- **Texte à lire**
◆ ◆ ◆ ◆ ◆

Document : 1759-12-06

Références / localisation du document

SHM Rochefort, 1 E 415, n° 726 //

Date(s)

1759-12-06

Auteur ou organisme producteur

M. de Ruis intendant de la marine à Rochefort

Destinataire

SEM Berryer

Résumé et contenu

A propos des plaintes et des distributions de secours à Rochefort, la Rochelle ; difficultés matérielles et détresse culturelles des habitants.
résumé court :
A propos des plaintes d'habitants de l'île Royale à Rochefort et La Rochelle. de Ruis a enquêté. Les distributions ont été bien faites à La Rochelle et à Rochefort ; cependant les habitants sont dans la misère ; a décidé de donner de l'argent à ceux qui sont malades ; a examiné toutes les requêtes de ceux qui pour diverses raisons exposées n'ont pas été compris sur les listes de secours. A repéré l'homme qui a écrit la plainte (donne plusieurs détails) ; il est marié à une créole. A réuni les habitants pour demander ce qui ne va pas. Evocation de leur situation difficile : ils ont notamment dû abandonner "leurs habitudes, leurs façon d'être" (culture) en quittant la colonie. Difficulté à trouver du crédit (au sens propre et au figuré). Misère ; le bruit court que quelques uns sont morts de faim. Propose de donner à ceux qui travaillent (ne peuvent gagner que 16s / j) des secours pour les enfants quand ils en ont plus que deux.

◆ ◆ ◆ ◆ ◆

- **Données brutes**
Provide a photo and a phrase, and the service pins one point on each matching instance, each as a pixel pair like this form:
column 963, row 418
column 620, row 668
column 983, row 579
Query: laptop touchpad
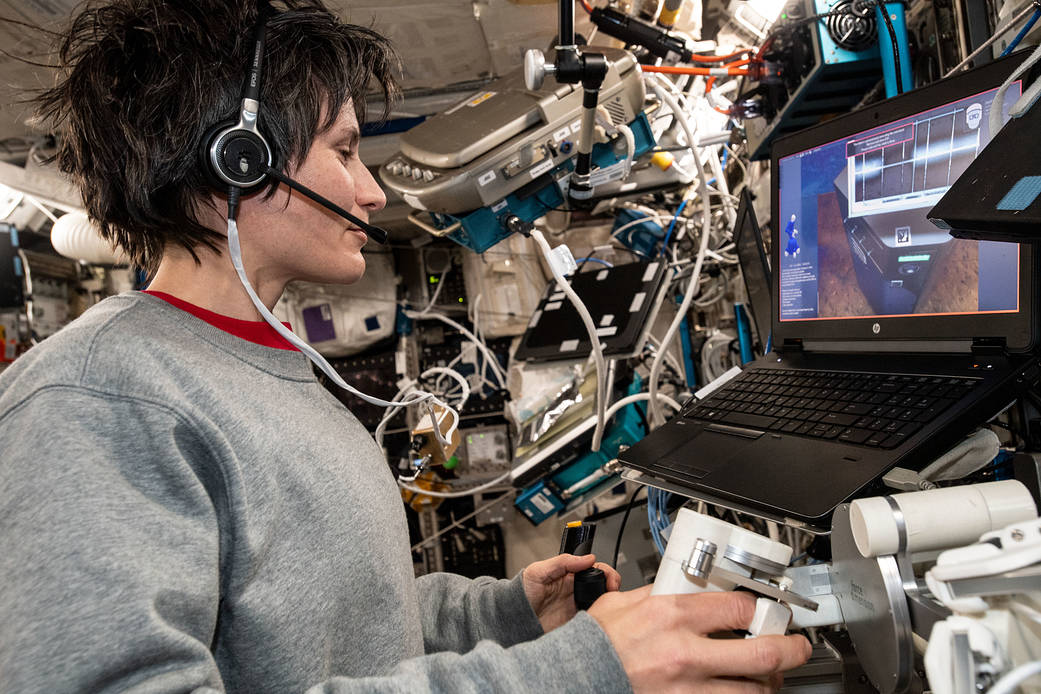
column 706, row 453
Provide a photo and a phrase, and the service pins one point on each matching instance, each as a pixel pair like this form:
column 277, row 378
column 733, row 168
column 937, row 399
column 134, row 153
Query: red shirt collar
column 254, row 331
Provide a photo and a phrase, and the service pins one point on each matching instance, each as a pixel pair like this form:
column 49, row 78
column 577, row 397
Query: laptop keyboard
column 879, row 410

◆ ◆ ◆ ◆ ◆

Reproduisez à l'identique le passage de la notice d'archive qui va de « SEM Berryer » jusqu'à « culturelles des habitants. » inclus.

- **Résultat attendu**
SEM Berryer

Résumé et contenu

A propos des plaintes et des distributions de secours à Rochefort, la Rochelle ; difficultés matérielles et détresse culturelles des habitants.